• [Dataset content]:
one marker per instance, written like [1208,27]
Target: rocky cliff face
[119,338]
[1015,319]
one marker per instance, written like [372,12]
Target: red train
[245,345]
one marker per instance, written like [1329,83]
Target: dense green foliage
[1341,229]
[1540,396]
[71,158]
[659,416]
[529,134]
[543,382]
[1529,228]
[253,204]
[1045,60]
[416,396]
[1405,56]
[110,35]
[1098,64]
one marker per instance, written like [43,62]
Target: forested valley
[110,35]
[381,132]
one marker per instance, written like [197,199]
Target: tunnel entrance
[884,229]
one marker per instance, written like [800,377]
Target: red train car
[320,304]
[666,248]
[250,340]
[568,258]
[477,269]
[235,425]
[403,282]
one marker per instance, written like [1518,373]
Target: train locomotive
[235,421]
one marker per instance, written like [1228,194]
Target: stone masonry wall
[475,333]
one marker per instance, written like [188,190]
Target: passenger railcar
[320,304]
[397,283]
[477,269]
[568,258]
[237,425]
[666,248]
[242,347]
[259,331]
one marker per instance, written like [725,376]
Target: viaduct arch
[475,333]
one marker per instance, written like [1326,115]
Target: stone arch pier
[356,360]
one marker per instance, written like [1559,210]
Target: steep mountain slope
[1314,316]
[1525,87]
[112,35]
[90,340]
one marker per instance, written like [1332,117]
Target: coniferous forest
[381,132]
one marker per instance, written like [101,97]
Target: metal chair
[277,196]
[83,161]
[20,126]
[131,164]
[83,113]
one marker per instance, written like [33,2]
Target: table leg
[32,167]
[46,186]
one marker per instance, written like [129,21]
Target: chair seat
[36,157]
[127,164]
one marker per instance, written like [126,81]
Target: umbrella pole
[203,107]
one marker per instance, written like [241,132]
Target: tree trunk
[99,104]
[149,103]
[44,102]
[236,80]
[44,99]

• [Problem statement]: Give an exact copy of all the material above.

• [Solved problem]:
one marker per instance, written like [1208,27]
Target: rocky cliff face
[119,338]
[1015,319]
one marker per instance, written like [372,12]
Target: red train
[245,345]
one marker per instance, written like [1329,83]
Target: dense green foliage
[1341,229]
[1540,396]
[71,158]
[659,416]
[529,134]
[543,382]
[1529,228]
[253,204]
[1045,60]
[416,396]
[1405,56]
[110,35]
[1098,64]
one marker per instance, written like [43,62]
Target: forested valley
[110,35]
[381,132]
one marker per instance, written like [197,199]
Target: tunnel entrance
[884,229]
one marker per instance, written like [800,377]
Target: red train car
[320,304]
[666,248]
[250,340]
[568,258]
[477,269]
[235,425]
[403,282]
one marker per instance, written like [1518,373]
Target: train locomotive
[235,421]
one marker per instance, written like [1228,194]
Target: stone masonry wall
[475,333]
one marker per instance, written like [188,190]
Target: passenger railcar
[320,304]
[397,283]
[477,269]
[568,258]
[237,425]
[666,248]
[242,347]
[259,331]
one marker per instance, written like [725,376]
Target: viaduct arch
[475,333]
one marker per instance, written like [1326,115]
Target: stone arch pier
[356,360]
one marker per instance, written like [1559,210]
Target: steep mountain slope
[1314,316]
[1525,87]
[112,35]
[90,340]
one marker per instance, written like [1332,117]
Target: coniferous forest
[381,132]
one marker per instance, written like [101,97]
Target: metal chair
[277,196]
[83,161]
[20,126]
[131,164]
[83,113]
one marker per instance, written like [33,2]
Target: table leg
[32,167]
[46,186]
one marker per instance, written like [129,21]
Target: chair seat
[36,157]
[127,164]
one marker per instance, written like [126,81]
Target: umbrella pole
[203,107]
one marker per instance, written like [241,132]
Target: tree trunk
[99,104]
[149,103]
[44,102]
[236,80]
[44,99]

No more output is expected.